── EXCERPTED PASSAGE
Sunday, February 7, 2010

Journey (8)

In addition to finding a great counselor, I also went back to church. I was raised in a small Baptist church so I know my Bible and was baptized at a young age. I know religion is not for everyone but it helped me. I really consider myself more spiritual now than religious because I don’t like all the politics and doctrine influence.

My ex was raised in another Christian religion and was not interested in keeping up with it, so I let myself get out of the habit of going. When he was active duty and it was just me and girls I did get them to church so they do have that background. They are spiritual and believe in their own way. There is more to being a Christian than attending church and reading the Bible. I taught my children to be accepting of all, not to judge others, and to be open and generous to all. I hope I live Christ’s message and follow His direction every day.
────
── EXTRACTED DATA
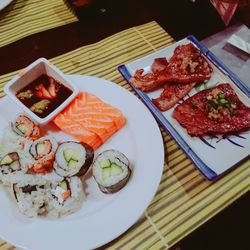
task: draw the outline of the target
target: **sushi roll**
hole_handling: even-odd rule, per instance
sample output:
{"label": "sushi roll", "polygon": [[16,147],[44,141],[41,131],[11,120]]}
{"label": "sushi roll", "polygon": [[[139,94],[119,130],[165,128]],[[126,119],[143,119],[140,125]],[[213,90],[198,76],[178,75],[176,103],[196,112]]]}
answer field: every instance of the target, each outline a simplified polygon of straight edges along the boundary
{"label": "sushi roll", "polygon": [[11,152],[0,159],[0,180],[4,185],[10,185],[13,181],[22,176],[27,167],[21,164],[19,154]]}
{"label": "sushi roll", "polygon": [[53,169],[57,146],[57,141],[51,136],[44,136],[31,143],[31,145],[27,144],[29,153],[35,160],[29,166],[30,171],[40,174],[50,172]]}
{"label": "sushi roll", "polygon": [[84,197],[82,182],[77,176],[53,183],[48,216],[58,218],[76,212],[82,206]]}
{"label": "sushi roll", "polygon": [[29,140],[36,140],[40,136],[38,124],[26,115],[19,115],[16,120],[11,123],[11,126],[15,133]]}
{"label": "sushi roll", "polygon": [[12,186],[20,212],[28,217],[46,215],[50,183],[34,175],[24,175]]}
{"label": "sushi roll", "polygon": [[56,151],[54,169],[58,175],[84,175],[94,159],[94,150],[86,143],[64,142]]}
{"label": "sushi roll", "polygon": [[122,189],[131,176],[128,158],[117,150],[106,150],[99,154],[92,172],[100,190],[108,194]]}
────
WHAT TO WORK ON:
• 1. Answer from the journey blog post:
(a) In what kind of church was the writer raised?
(b) What does the writer now consider themselves more of than religious?
(c) While the ex was on active duty, whom did the writer get to church?
• 2. Continue the journey blog post about going back to church, starting after its last sentence.
Nothing in the data is needed here.

RESPONSES BY TASK:
• 1.
(a) A small Baptist church.
(b) Spiritual.
(c) The girls.

• 2.
In the beginning of the divorce I had no one that could give me enough comfort. Instead of blaming God for my problems and loss of my marriage, I needed to be close to God and feel His warmth. Now I was alone and could do what I wanted. I kind of liked that. I decided to go back to church. I visiting the downtown Baptist church I used to attend, listening to the pastor and hearing the music. The pastor is young and the music great.

After a few weeks I decide to find the Bible class for singles over 50. I follow my guide and am greeted by a great group of people that make me feel very welcome. They were all in the same boat just at different stages. I was able to share my fears and angst over being single again.

I also started reading more spiritual books. Max Lucado and Joel Osteen became my favorites. They were positive, uplifting words when all I heard in my head was negative.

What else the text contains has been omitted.